> Instructions for the task
Put every line in the entries below, between the lines holding "of the tall" and "[[200, 276]]", inclusive, into a JSON list of strings, one string per line, with blank lines left out.

> The records
════════════════════

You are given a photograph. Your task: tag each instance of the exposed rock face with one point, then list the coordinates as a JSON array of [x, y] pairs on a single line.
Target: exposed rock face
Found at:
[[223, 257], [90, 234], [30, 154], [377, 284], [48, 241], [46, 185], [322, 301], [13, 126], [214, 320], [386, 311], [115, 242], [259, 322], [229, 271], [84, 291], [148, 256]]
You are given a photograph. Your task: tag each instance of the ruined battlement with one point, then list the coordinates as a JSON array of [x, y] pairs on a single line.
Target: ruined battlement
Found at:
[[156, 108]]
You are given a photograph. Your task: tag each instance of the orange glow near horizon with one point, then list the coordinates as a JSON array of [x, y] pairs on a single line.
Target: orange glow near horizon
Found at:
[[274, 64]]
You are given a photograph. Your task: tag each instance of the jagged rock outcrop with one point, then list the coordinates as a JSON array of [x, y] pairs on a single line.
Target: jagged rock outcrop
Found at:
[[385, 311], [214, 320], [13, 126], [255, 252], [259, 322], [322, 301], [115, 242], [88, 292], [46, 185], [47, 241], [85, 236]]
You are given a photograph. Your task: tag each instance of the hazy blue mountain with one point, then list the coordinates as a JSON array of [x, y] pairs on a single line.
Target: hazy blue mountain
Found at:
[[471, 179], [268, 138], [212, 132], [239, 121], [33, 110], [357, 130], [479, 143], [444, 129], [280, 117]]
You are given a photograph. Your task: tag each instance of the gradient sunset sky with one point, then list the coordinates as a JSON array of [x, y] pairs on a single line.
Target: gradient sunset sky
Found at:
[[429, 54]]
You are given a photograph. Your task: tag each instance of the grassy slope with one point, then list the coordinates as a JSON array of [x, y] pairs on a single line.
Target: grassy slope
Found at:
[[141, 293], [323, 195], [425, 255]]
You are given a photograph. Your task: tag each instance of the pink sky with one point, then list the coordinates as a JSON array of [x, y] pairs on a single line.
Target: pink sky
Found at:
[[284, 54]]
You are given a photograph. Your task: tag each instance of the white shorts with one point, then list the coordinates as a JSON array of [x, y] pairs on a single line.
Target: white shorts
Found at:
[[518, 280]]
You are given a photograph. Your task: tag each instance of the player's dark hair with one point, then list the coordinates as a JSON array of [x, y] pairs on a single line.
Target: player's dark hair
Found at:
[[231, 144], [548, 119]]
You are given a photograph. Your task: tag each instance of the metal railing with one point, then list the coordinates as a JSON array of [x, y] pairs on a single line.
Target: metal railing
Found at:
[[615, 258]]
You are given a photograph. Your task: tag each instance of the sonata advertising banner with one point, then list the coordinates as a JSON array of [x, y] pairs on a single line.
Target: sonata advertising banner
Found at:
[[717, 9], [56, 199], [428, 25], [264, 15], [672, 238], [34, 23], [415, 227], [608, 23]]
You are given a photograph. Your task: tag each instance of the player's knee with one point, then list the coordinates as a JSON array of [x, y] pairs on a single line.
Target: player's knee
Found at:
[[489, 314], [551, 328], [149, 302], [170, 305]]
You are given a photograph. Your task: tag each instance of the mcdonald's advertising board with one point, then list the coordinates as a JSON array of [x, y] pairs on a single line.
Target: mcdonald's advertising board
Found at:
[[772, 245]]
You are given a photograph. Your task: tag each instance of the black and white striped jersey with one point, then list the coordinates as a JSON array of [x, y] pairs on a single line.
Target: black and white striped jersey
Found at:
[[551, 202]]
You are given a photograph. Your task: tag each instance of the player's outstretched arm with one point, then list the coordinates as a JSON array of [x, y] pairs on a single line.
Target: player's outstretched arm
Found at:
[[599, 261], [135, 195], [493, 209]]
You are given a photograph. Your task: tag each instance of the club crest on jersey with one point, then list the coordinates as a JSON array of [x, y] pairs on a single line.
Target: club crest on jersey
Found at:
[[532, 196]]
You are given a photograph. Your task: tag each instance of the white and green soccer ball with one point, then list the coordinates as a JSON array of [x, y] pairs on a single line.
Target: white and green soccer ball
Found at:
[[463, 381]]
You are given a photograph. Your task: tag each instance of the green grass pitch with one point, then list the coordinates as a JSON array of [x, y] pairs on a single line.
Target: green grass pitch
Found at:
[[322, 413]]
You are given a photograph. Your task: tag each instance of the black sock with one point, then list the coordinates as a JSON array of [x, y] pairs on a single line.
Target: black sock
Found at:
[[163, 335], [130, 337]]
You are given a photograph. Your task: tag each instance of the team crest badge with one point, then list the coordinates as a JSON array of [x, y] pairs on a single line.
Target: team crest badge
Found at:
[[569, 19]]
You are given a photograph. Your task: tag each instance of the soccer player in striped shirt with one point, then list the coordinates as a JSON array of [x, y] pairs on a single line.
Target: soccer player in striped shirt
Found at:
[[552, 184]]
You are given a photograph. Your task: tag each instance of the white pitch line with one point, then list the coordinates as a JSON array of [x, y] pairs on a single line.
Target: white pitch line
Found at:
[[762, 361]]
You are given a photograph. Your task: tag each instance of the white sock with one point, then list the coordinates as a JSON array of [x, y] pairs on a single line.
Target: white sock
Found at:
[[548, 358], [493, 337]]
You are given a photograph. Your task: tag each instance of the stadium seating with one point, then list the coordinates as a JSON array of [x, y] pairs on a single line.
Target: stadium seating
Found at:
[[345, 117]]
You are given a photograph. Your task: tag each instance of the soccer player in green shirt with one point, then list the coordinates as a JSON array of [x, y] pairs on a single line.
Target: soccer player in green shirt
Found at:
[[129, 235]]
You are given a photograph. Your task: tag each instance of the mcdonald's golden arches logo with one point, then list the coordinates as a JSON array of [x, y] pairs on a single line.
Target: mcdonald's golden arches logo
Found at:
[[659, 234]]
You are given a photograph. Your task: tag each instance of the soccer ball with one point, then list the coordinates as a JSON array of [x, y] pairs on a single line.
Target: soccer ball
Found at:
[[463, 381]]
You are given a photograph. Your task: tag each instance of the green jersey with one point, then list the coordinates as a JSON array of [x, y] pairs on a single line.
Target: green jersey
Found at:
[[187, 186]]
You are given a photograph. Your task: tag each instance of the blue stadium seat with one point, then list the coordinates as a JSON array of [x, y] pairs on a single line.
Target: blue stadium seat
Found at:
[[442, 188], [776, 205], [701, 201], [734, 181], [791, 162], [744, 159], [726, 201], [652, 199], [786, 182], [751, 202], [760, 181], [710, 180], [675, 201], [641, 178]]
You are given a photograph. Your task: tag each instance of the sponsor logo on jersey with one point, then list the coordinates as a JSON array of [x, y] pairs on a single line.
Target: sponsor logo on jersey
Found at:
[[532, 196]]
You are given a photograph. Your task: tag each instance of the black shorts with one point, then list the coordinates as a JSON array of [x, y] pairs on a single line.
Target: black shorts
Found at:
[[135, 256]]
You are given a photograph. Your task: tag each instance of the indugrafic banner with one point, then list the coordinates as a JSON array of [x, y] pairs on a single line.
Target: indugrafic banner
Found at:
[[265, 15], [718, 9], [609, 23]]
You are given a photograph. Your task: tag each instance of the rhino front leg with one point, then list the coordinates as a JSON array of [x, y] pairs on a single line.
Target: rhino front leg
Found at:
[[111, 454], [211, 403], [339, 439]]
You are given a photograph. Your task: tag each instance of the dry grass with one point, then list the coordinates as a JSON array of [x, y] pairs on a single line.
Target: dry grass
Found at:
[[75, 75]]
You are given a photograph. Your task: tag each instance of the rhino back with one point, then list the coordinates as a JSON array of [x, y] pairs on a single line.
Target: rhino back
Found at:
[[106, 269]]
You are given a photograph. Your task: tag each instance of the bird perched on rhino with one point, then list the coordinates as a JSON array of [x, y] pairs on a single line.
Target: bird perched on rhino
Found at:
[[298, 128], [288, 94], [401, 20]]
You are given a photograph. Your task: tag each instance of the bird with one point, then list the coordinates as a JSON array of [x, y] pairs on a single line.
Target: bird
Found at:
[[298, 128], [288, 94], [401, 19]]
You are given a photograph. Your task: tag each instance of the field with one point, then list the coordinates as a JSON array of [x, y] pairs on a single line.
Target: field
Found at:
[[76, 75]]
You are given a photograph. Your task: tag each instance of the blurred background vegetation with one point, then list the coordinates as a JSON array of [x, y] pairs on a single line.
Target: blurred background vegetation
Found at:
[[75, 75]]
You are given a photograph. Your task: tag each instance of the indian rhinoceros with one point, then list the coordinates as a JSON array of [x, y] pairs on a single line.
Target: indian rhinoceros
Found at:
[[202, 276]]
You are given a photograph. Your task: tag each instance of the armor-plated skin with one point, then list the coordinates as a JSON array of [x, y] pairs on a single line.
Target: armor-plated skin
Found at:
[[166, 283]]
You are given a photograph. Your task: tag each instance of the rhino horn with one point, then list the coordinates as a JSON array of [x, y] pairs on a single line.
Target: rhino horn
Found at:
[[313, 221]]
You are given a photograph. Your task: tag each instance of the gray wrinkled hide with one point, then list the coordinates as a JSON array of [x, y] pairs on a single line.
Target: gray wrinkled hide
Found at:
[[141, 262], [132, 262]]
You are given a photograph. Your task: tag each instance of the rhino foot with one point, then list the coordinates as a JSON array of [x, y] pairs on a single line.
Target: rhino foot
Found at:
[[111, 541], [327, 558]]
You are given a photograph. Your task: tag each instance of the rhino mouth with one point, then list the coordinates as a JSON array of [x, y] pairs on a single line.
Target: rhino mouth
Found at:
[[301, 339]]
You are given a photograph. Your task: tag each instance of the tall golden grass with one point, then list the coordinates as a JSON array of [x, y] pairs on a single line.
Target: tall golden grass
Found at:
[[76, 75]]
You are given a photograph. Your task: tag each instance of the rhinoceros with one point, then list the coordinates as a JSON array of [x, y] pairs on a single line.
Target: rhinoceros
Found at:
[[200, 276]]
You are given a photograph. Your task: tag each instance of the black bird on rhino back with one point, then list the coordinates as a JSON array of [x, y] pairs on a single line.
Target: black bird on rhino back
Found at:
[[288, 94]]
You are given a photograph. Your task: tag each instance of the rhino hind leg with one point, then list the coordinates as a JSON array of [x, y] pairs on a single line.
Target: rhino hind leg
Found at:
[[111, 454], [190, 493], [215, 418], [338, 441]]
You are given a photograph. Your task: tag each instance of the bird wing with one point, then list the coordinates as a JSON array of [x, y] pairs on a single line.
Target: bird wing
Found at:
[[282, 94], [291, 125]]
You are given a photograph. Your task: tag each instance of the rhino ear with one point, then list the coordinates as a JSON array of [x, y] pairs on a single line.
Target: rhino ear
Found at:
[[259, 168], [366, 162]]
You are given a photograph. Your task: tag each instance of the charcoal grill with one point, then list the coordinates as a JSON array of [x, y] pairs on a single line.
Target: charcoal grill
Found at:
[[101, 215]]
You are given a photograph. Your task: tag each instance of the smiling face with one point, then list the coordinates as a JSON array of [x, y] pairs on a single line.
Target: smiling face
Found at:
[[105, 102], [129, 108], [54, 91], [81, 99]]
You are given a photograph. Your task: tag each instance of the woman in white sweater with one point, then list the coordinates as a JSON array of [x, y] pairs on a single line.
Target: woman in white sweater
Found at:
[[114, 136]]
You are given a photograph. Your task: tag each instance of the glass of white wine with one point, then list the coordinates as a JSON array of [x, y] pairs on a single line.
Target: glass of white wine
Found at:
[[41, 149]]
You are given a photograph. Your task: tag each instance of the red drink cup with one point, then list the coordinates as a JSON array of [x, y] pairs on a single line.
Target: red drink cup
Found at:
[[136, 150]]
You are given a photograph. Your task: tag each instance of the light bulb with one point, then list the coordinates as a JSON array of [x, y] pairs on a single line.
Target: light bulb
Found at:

════════════════════

> Solution
[
  "You are given a photograph. Your task: tag each instance of the tall golden grass with one point, then list the coordinates as a JSON array of [x, y] pairs on a single line.",
  "Target: tall golden grass",
  "Found at:",
  "[[76, 75]]",
  "You are given a photograph. Your task: tag each instance of the rhinoceros with one point, then list the coordinates as a JSON array of [x, y] pairs on a single line.",
  "Target: rhinoceros",
  "Found at:",
  "[[200, 276]]"
]